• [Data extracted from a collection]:
= = =

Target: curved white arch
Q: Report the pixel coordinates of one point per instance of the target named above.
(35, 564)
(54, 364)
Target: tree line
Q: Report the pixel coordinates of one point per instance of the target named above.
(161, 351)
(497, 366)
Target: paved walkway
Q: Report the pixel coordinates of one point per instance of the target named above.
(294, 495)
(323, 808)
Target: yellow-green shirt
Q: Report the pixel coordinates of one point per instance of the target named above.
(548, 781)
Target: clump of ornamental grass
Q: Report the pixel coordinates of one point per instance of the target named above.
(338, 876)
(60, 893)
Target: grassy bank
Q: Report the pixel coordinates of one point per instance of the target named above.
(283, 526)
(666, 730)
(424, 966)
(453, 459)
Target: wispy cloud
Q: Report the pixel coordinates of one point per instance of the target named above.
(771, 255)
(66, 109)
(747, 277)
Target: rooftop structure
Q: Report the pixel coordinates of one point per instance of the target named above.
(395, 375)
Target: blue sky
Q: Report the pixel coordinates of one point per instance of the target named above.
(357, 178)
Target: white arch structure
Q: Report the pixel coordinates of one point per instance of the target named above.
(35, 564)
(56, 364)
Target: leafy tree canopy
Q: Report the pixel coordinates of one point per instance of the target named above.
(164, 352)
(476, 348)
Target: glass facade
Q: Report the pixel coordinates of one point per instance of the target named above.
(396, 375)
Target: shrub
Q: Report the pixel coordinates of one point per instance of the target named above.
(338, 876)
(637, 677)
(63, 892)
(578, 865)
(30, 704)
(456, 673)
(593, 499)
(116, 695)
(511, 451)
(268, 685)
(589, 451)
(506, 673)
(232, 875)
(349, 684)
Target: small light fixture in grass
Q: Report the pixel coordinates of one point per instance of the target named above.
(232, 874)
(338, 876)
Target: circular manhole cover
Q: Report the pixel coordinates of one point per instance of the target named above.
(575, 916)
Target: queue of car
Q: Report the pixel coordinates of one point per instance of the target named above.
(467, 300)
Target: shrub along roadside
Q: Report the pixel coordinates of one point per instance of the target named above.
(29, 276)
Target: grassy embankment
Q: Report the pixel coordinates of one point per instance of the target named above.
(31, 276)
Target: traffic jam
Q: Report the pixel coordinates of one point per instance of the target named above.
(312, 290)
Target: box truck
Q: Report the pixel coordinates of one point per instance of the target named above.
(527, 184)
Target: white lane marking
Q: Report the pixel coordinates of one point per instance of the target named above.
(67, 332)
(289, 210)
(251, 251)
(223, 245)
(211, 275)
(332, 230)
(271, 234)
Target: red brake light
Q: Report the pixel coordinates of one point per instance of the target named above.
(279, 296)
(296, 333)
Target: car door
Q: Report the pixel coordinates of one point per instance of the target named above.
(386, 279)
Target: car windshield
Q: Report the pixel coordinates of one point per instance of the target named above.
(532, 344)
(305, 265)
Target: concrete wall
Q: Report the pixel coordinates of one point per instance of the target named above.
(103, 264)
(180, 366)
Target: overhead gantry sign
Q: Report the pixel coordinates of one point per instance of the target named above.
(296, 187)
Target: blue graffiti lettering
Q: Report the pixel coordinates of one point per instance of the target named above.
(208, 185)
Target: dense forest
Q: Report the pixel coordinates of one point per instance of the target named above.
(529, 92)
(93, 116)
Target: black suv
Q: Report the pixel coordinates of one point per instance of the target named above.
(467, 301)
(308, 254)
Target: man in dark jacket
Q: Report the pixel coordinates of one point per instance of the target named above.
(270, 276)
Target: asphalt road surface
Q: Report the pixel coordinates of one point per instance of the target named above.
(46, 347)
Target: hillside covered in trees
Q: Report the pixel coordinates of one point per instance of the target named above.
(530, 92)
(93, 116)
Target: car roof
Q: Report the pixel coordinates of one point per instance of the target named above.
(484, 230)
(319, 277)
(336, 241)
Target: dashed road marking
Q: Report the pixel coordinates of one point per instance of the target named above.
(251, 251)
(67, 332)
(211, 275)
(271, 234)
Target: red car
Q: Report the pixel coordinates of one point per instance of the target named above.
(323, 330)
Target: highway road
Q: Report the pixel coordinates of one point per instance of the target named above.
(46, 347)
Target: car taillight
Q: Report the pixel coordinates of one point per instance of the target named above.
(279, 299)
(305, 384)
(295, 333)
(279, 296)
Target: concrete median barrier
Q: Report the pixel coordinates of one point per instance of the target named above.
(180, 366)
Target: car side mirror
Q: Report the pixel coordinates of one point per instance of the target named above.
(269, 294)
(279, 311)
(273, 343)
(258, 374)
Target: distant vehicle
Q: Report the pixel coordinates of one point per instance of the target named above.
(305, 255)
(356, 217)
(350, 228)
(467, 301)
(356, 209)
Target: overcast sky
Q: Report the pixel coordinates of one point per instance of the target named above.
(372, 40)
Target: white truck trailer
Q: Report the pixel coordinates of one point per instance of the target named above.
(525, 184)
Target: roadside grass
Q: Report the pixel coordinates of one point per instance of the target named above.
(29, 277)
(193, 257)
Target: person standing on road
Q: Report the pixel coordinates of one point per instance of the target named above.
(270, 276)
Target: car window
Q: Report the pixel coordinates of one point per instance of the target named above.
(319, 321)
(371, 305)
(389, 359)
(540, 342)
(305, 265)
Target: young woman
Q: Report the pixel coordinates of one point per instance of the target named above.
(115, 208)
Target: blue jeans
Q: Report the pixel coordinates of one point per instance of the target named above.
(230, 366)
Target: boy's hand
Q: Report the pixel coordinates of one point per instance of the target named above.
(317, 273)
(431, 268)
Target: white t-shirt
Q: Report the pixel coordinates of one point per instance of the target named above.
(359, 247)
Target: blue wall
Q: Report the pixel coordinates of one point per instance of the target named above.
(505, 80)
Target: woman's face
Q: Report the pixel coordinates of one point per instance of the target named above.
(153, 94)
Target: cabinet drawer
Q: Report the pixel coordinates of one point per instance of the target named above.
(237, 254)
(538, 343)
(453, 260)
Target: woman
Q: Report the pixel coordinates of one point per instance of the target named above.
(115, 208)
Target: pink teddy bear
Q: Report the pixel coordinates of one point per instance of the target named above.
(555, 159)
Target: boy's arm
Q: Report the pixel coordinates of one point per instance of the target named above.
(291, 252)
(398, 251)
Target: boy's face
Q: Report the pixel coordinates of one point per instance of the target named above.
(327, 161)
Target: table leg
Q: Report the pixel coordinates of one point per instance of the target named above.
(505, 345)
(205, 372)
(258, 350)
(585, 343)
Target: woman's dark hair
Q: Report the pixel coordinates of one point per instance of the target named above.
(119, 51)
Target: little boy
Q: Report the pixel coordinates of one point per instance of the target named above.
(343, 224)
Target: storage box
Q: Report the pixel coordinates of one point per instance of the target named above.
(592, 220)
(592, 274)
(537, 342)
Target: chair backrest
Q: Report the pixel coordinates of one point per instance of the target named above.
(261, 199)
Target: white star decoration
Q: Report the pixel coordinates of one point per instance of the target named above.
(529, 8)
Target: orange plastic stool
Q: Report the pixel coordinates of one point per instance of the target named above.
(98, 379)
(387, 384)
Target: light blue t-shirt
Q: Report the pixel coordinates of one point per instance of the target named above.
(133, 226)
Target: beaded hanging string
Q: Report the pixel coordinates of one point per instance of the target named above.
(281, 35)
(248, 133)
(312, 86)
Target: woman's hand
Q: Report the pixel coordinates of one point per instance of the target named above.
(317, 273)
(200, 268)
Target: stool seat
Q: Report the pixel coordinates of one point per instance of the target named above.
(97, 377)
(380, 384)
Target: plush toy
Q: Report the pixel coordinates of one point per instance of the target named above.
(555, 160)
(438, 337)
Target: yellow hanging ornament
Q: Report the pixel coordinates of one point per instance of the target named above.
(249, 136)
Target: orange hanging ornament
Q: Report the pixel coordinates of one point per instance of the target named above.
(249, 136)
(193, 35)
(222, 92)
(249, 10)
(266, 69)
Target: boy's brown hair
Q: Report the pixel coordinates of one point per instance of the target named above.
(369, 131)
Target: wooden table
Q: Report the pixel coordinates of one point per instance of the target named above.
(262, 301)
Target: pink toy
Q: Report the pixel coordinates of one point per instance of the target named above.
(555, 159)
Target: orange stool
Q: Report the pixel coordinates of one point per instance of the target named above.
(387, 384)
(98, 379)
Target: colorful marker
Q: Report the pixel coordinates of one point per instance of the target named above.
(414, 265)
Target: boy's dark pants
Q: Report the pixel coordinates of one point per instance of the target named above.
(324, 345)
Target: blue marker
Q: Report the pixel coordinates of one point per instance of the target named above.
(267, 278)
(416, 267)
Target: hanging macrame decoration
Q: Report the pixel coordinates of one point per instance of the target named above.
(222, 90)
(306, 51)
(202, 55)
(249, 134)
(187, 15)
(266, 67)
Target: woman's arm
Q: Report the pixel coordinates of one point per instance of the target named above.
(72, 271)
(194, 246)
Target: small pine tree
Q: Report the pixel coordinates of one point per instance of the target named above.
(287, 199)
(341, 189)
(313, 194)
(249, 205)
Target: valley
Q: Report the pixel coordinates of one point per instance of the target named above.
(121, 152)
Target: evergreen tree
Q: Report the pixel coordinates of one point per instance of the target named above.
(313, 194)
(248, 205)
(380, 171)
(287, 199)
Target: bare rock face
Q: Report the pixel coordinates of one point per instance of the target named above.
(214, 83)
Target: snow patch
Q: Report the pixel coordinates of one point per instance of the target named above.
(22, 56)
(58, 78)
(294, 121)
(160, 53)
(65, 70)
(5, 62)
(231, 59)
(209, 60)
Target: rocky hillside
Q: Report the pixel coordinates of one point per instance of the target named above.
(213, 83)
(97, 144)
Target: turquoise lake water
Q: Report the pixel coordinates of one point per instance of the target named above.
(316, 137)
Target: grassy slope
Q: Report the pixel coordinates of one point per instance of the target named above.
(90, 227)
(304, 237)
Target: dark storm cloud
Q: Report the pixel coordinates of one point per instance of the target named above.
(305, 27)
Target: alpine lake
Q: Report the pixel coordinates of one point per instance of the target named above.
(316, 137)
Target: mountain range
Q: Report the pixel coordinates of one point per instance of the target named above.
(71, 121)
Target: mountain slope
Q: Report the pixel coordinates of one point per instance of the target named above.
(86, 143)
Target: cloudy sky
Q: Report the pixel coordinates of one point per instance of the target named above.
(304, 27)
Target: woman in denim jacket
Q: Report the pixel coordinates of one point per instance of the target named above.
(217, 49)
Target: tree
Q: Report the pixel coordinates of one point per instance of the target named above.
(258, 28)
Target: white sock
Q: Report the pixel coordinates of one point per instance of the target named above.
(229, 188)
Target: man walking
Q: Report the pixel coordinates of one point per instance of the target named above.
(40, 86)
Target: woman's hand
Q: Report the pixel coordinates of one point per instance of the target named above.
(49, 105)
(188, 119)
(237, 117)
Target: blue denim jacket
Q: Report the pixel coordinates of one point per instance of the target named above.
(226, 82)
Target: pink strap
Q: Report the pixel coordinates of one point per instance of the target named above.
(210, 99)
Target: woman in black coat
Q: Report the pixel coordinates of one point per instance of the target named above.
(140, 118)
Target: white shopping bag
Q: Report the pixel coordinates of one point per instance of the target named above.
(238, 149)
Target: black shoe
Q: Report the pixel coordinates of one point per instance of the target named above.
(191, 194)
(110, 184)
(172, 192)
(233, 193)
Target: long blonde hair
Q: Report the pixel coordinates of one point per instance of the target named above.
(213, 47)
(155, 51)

= = =

• [Request]: Update the part that opens with the line containing "Target: blue denim jacket" and runs through the end of the items: swap "strap" for "band" and write out those lines again with nothing else changed.

• [Answer to the problem]:
Target: blue denim jacket
Q: Report the pixel coordinates of one point per instance of the target named above.
(226, 82)
Target: pink band
Q: Report the pixel coordinates of one point per instance of the target named above.
(210, 99)
Target: woman in black coat
Q: Report the pixel coordinates of one point per instance of the target named above.
(140, 118)
Target: white shopping bag
Q: Report the pixel coordinates of one point per instance of the target named above.
(238, 149)
Target: black shoe
Q: Report the pixel coordinates of one point per instance of the target named above.
(191, 194)
(110, 184)
(172, 192)
(233, 193)
Target: long blonde hair
Q: Report the pixel coordinates of one point per instance of the target named above.
(213, 47)
(155, 51)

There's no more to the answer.